┌─ 本文抜粋
引用商標は,一見して,日の丸の赤い色が目立ち,左側の人物のシルエットが印象的であるのに対し,本願商標は,細丸ゴシック体のアルファベットのみで,上下2段に書した商標であり,文字数も28文字と,引用商標の12文字に対し2.33倍となっており,本願商標と引用商標は,外観上,明らかに相違するものである。

イ 観念

本願商標は,「SAMURAI JAPAN」の文字部分から「日本の侍」という観念が生じることに加え,「Tudo:para futsal」の文字部分から「フットサルのためのあらゆるものごと」という観念が生じる。

そして,本願商標の「SAMURAI JAPAN」の文字部分とその下の「futsal」の文字部分から,原告が平成17年から販売を開始していたフットサル用品「SAMURAI JAPAN」ブランドのユニフォーム又はシューズを想起させること,本願商標の「Tudo:para futsal」の文字部分から,「フットサルのためのあらゆるものごと」という観念が生じることからすると,本願商標から,伝統あるフットサル用品「SAMURAI JAPAN」ブランドが,「フットサルのためのあらゆるものごとを提供するSAMURAI JAPAN」,「フットサルのためにすべてをかけるSAMURAI JAPAN」というような観念も生じる。

一方,引用商標は,文字部分は「SAMuRAI JAPAN」のみからなり,図として左側に商標全体の半分程度の大きさで,着物・袴を着用した武士らしき人物のシルエットが,「JAPAN」の右横に日の丸が配置されており,引用商標から「日本の侍」との観念が生じる。また,左側の人物のシルエットが野球のバットを持っていることから,引用商標は,野球に関連する商標であると誰にでも連想させ,「野球」とい う観念も生じる(後記のとおり,引用商標は,WBCにおける日本代表チームを表すマークとして周知である。)。

以上のとおり,本願商標と引用商標は,「日本の侍」という観念が生じる点で共通するものの,本願商標は「フットサル」,引用商標は「野球」といった全く異なるスポーツの観念をも生じさせるのであるから,両者は観念においても全く異なる。

ウ 称呼

本願商標から,「サムライ ジャパン トゥード パラ フットサル」,「サムライ ジャパン」,「サムライ」,「トゥード パラ フットサル」,「トゥード」,「パラ フットサル」などの称呼が生じる。

一方,引用商標から,「サムライ ジャパン」,「サムライ」の称呼が生じる。

したがって,本願商標と引用商標は,「サムライジャパン」,「サムライ」という限度で称呼が共通する。

エ 取引の実情

(ア) 原告は,平成17年から,自社のウェブサイトにおいてオンラインショップ を開設するとともに,「楽天市場」のウェブサイトにも出店し,フットサル用品を専門的に取り扱い,フットサル愛好家向けに本願商標を付した商品を直接販売している。上記商品の需要者は,老若男女のフットサル愛好家であり,商品の購入に際しては,上記ウェブサイトに直接アクセスして,注文している。
└─
┌─ 提供データ
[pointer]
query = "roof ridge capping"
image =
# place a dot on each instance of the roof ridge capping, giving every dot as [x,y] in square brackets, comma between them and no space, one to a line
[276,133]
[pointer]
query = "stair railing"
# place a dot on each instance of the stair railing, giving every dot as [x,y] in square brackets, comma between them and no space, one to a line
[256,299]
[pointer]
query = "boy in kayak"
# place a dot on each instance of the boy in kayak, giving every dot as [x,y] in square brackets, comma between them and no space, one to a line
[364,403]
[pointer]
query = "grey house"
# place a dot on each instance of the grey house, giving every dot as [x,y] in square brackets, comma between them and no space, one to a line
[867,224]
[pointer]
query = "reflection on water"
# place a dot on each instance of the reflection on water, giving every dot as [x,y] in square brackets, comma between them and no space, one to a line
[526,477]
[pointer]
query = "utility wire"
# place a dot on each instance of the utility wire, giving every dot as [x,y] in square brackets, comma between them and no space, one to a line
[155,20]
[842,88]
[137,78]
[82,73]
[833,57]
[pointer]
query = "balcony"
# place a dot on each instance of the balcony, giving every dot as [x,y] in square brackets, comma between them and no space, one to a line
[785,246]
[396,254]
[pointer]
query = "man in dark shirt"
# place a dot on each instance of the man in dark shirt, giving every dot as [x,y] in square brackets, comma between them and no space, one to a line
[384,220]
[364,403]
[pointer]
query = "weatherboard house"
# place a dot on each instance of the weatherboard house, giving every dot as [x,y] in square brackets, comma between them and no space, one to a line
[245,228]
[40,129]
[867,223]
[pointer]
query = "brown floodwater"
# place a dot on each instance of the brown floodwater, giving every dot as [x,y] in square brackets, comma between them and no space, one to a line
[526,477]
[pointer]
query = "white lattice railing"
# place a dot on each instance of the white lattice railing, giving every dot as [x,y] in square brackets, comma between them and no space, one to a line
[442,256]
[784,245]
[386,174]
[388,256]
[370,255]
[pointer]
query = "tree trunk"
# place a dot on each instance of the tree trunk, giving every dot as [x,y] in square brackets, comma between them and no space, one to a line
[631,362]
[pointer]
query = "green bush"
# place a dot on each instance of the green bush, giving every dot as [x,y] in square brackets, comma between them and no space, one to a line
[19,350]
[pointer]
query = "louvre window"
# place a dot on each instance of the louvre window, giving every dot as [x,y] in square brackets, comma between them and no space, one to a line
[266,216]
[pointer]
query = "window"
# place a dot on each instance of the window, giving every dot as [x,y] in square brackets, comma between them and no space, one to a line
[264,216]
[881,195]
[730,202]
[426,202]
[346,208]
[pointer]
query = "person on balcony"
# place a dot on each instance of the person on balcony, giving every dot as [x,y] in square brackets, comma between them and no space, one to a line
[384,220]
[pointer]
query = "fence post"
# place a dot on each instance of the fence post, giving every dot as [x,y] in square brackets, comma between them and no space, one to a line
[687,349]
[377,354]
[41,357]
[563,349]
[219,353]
└─
- _課題の指示_: 商標の類否を論じた本文から、「以上のとおり,本願商標と引用」を含む語句で始まり「一方,引用商標から,「サムライ ジャパン」,「サムライ」の称呼が生じる。」で終わる部分を、一字も変えずに再掲すること。 解答には本文だけを用いること。

- _解答_:
以上のとおり,本願商標と引用商標は,「日本の侍」という観念が生じる点で共通するものの,本願商標は「フットサル」,引用商標は「野球」といった全く異なるスポーツの観念をも生じさせるのであるから,両者は観念においても全く異なる。

ウ 称呼

本願商標から,「サムライ ジャパン トゥード パラ フットサル」,「サムライ ジャパン」,「サムライ」,「トゥード パラ フットサル」,「トゥード」,「パラ フットサル」などの称呼が生じる。

一方,引用商標から,「サムライ ジャパン」,「サムライ」の称呼が生じる。